→ **TASK OBJECTIVE**: Find the line in the entries below that contains "target | white headband". Repeat it exactly, and every line after it through the line that contains "sample | <point>5,302</point>".

→ **PROVIDED DATA**:
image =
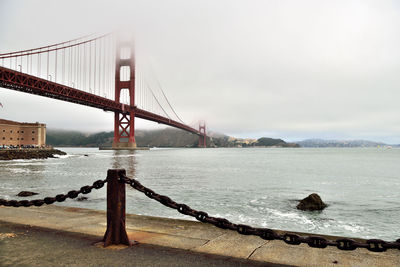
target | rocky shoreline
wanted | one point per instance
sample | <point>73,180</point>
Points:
<point>10,154</point>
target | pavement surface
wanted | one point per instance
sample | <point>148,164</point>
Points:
<point>23,245</point>
<point>55,235</point>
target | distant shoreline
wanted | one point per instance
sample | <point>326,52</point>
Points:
<point>30,153</point>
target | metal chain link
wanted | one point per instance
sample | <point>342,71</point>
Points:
<point>50,200</point>
<point>375,245</point>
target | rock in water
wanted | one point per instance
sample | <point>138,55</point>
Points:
<point>312,202</point>
<point>26,194</point>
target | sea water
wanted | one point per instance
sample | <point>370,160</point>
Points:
<point>256,186</point>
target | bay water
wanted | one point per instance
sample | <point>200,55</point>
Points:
<point>256,186</point>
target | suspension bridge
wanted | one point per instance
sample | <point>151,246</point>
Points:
<point>98,71</point>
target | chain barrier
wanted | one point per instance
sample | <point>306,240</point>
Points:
<point>50,200</point>
<point>375,245</point>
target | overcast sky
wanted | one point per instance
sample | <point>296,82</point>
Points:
<point>287,69</point>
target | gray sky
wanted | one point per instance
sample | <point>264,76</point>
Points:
<point>289,69</point>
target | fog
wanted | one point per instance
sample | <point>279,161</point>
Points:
<point>287,69</point>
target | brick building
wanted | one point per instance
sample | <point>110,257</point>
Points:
<point>22,133</point>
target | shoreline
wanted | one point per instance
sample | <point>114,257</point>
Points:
<point>193,236</point>
<point>29,153</point>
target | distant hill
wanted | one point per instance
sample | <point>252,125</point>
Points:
<point>167,137</point>
<point>339,143</point>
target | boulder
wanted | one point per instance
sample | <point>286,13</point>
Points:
<point>26,194</point>
<point>312,202</point>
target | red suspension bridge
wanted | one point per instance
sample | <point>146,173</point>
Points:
<point>95,71</point>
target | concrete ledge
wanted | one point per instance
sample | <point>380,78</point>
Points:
<point>196,237</point>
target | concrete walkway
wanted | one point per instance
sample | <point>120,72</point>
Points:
<point>161,242</point>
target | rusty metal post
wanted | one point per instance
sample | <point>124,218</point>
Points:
<point>116,232</point>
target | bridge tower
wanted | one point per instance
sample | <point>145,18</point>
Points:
<point>124,123</point>
<point>203,136</point>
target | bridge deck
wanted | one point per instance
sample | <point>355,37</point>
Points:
<point>22,82</point>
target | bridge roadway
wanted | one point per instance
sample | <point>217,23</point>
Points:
<point>27,235</point>
<point>22,82</point>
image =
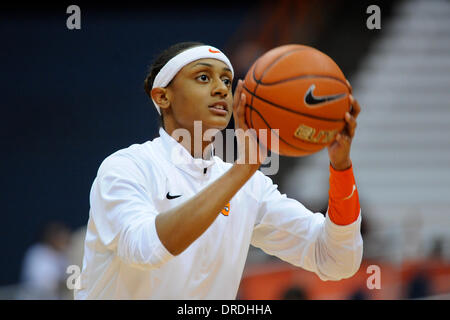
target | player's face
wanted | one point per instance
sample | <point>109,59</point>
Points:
<point>202,91</point>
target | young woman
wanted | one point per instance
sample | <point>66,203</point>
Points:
<point>167,222</point>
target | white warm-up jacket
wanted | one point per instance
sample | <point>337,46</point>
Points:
<point>125,259</point>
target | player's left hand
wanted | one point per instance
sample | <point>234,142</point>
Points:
<point>339,149</point>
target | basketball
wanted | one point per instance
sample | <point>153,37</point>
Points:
<point>300,91</point>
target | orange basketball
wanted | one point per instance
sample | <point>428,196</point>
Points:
<point>300,91</point>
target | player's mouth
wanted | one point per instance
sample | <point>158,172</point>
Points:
<point>219,108</point>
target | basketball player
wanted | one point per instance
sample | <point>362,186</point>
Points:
<point>161,228</point>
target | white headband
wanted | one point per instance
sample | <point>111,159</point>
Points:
<point>171,68</point>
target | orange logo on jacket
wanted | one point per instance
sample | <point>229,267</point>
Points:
<point>226,210</point>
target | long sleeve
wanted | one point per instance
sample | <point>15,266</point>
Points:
<point>343,200</point>
<point>288,230</point>
<point>124,214</point>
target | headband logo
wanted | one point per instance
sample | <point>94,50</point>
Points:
<point>213,51</point>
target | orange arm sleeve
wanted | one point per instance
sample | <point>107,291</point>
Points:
<point>343,200</point>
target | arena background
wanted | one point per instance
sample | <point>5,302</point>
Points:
<point>69,98</point>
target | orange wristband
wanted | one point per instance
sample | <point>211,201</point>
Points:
<point>343,200</point>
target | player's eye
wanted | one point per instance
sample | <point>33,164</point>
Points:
<point>227,82</point>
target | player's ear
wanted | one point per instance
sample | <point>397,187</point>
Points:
<point>160,95</point>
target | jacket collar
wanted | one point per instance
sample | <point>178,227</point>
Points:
<point>182,159</point>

→ **ANSWER FOR THIS EXERCISE**:
target | white headband
wanted | one point per instance
sample | <point>111,159</point>
Points:
<point>171,68</point>
target | orange logo on jacket
wanted | one point per instance
sample | <point>229,267</point>
Points:
<point>226,210</point>
target | long sleeve
wanted | one point per instance
sample | <point>15,266</point>
Points:
<point>343,200</point>
<point>288,230</point>
<point>124,214</point>
target | headband logo
wanted | one point per instance
sample | <point>94,50</point>
Points:
<point>213,51</point>
target | orange arm sleeve
wanted | one point per instance
sample | <point>107,291</point>
Points:
<point>343,200</point>
target | arena background
wanted | one point per instance
sample | <point>5,302</point>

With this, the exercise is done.